--- START Document passage ---
What needs to change is attitudinal, procedural and revelatory.  And, frankly, it’s all on the digital services as I think you’ll see.  Added bonus:  I will get through this entire argument without using the hackneyed “transparency”.

1.  Attitudinal Change: Disdain for Rights:  The emotion that comes across from digital services (other than Apple) about clearing rights is that the services simply do not understand the creative process, especially for songwriters.  This is, I would suggest for lack of a more fundamental explanation, largely cultural.

While tech folk understand large teams working on code or hardware, for example, what they never experience is ownership of that work product by the creators of it.  Rights in code or hardware are owned by an employer.  Nobody at Google’s search algorithm coding team would ever think for one minute that they would have the right to approve or decide how that code is used, even if it is used for activities that are at worst crimes and at best morally suspect.

Songwriters and artists, however, have every expectation that they will have a lot to say about how their songs are used, at least to the extent that the boot of the government is not on their throats.  Writing teams definitely claim ownership in their work product and fully expect to have some degree, often a large degree of control over how it is exploited–if not total control.

Tech folk also do not become personally identified with their work product, except in rare cases of lottery winners like Mark Zuckerberg and the Pep Boys Eric, Sergey and Larry.  However, songwriters and particularly artists are closely identified with their music.  (This is not limited to music, of course, and includes actors, directors, authors, illustrators, photographers, painters, sculptors, all the creative classes.)
--- END Document passage ---
Written task A
Reproduce every line of the entries below. Scale each pixel coordinate in the answers by 2.05 and round to the nearest whole number, rounding halves up, while leaving every other line unchanged.
Written task B
Carry on the passage about digital services and songwriters' rights, starting after its final sentence.
--- START Data for processing ---
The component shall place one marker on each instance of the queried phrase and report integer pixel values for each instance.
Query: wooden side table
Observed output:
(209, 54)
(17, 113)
--- END Data for processing ---
Response A
The component shall place one marker on each instance of the queried phrase and report integer pixel values for each instance.
Query: wooden side table
Observed output:
(428, 111)
(35, 232)

Response B
Because digital services don’t understand the creative process at a fundamental level, they are, quite unsurprisingly, mystified by the licensing process which is a direct corollary of creativity in music.  What they cannot understand through logic, they try to understand through magic–a common human trait that can be traced to cave dwellers when, for example, confronted by lunar eclipses or fire.  This produces mythical beliefs, mostly having to do with shapeshifting evil totems exhaling miasmas of bad juju such as record companies.  In the digital Vulgate (possibly originating with the Song  of Napster), the “music labels” cast spells over artists, music publishers and songwriters (even though record companies have nothing to do with licensing songs for third parties).  Plucky little digital companies must fight back with goodness and reason that makes up for their failure to turn a profit.

And…wait for it…justifies failing to respect the dignity of the creative process and using works of authorship without respecting the dignity of creators and using their work without rights, terms, or even payment of imaginary terms.  Granted the legitimate services do pay royalties, just not all the time.  And if you’re the one not getting paid, they don’t pay at all as far as you’re concerned.

It is this disdain for rights that is common to many digital services and must necessarily be present for a service to run up a gigantic black box with no legal basis whatsoever.  Fixing this disdain for the dignity of creators will not be fixed by a global rights database, but it can be fixed by a radical attitude adjustment coming from the top down.  As that attitude adjustment has not appeared in many years, it is unclear what will produce it, but all the lip service in the world is given the lie by a gigantic black box at the digital services (starting with YouTube and Spotify).

I believe this is a fundamental shift that must be accomplished internally–Apple does not have this attitude and does not have this problem.  Apple doesn’t seem to have needed a global rights database.  Why should anyone else?

2.  Numerosity versus Scale:  What makes clearances difficult is not that there are three writers on a song, three PROs, or international rights holders.  What makes clearances difficult is when digital services decide to get into the music business and that they also need 20 million tracks before they can operate.  Notwithstanding that probably 90% of their revenue comes from a relatively small subset of recordings and songs.

It is numerosity that makes it difficult.  This would be like starting Sony, Universal and Warner with full catalogs and new releases all on the same day.  Here’s the problem for the digital services:  Nobody asked them to get into this business, and the numerosity problem was absolutely clear and predictable from Day One.

Realize that numerosity is different from scale, at least to me.  Scale implies demand.  While there may be demand for a digital service generally, that demand is usually driven by hit artists and their record companies, either currently for new releases or in the past on catalog.  Surely it should be intuitive that there cannot be equal demand for 20 million tracks?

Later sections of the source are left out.